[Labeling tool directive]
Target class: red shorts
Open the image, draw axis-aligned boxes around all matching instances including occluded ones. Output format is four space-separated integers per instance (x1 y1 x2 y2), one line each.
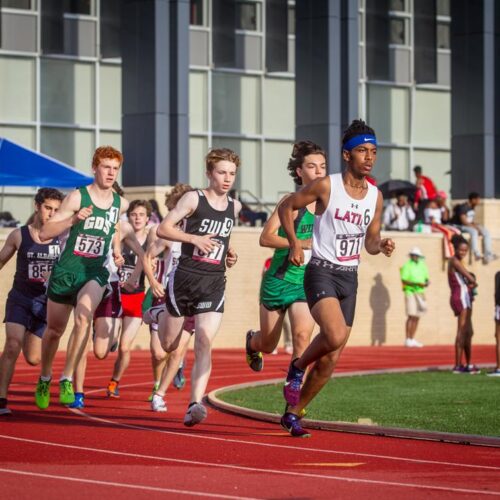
94 281 122 319
122 292 145 318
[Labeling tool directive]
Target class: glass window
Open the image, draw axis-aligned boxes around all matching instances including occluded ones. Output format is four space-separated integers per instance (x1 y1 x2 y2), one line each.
437 23 451 49
189 137 208 188
236 1 260 31
189 0 205 26
64 0 93 16
413 90 451 148
0 0 34 10
41 59 95 125
389 17 406 45
436 0 451 16
0 125 36 149
212 72 260 134
99 64 122 128
367 85 410 144
40 127 95 174
263 78 295 138
261 141 295 203
389 0 406 12
0 57 35 122
189 71 208 132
++++++++++++++++++++
INSTRUCTIONS FOR THE TASK:
Convert the records above into a two-column CSV with the headers instruction and boxes, one row per record. Put each record's text and its answer in a single quoted field each, turn line breaks into spaces, and leave out the pictures.

ANSWER IN FULL:
instruction,boxes
"[Labeling tool directive] Target class: red shorts Open the image, draw axis-aligned boxes around all matching instances including occluded ones. Output format is four space-separated integers per instance (x1 y1 x2 y2), one line each.","94 281 122 319 122 292 145 318"
"[Labeling tool directive] Target class: glass window Open the image, draw axis-aligned boxes around all matching instances including occluded ones. Output format is four space-separated integers per instance (x1 y1 x2 y2), one line each.","437 23 451 49 189 137 208 188 236 1 260 31 189 0 205 26 64 0 93 16 413 90 451 148 0 0 34 10 41 59 95 125 389 17 406 45 436 0 451 16 0 125 36 149 212 72 260 134 99 64 122 128 367 85 410 144 40 127 95 174 263 78 295 138 261 141 295 203 389 0 406 12 0 57 35 122 189 71 208 132"